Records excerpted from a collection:

=-=-=

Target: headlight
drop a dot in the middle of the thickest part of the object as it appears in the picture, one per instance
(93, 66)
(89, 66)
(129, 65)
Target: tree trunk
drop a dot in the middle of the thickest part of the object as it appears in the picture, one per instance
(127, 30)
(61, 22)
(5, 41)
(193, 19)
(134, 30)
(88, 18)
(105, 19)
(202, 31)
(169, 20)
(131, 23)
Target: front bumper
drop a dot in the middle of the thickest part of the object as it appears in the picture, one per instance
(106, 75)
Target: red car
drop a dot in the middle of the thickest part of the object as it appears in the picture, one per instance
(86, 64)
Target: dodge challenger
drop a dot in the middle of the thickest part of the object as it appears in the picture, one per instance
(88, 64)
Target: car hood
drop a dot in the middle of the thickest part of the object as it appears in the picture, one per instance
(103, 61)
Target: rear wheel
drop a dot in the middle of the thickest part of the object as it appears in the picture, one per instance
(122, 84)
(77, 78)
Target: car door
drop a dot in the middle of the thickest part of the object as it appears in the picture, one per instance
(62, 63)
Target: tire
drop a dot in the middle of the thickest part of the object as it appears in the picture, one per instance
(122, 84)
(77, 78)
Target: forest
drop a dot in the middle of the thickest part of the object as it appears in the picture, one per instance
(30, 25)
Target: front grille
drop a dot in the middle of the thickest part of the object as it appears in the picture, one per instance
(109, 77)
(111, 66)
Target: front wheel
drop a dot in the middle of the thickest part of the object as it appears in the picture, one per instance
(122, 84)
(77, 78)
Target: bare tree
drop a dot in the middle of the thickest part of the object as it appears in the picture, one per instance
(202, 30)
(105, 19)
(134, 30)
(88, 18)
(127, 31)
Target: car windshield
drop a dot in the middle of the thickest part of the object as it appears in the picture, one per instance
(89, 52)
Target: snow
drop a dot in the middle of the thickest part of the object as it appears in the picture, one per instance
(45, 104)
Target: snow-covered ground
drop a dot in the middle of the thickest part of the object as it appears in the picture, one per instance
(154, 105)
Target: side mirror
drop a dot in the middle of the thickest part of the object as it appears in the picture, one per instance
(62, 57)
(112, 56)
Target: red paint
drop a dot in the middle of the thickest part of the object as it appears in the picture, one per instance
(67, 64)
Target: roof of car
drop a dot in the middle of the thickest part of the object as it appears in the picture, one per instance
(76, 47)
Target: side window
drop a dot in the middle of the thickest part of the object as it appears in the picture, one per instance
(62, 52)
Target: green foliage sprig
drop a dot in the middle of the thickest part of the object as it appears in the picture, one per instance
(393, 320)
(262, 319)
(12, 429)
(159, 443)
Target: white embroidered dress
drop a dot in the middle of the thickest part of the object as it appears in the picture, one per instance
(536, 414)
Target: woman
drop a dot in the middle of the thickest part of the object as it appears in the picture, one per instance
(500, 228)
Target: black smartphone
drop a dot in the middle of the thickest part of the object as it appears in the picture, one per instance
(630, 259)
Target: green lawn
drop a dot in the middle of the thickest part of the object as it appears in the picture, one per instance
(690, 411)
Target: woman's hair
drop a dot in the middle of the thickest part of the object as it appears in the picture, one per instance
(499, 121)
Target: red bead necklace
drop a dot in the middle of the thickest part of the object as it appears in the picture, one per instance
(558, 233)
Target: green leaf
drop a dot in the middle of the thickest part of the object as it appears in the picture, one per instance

=-=-=

EXERCISE AIM |
For this exercise, gather every line of the data that contains the word "green".

COMPLETED TASK |
Target: green foliage sprig
Target: green lawn
Target: green leaf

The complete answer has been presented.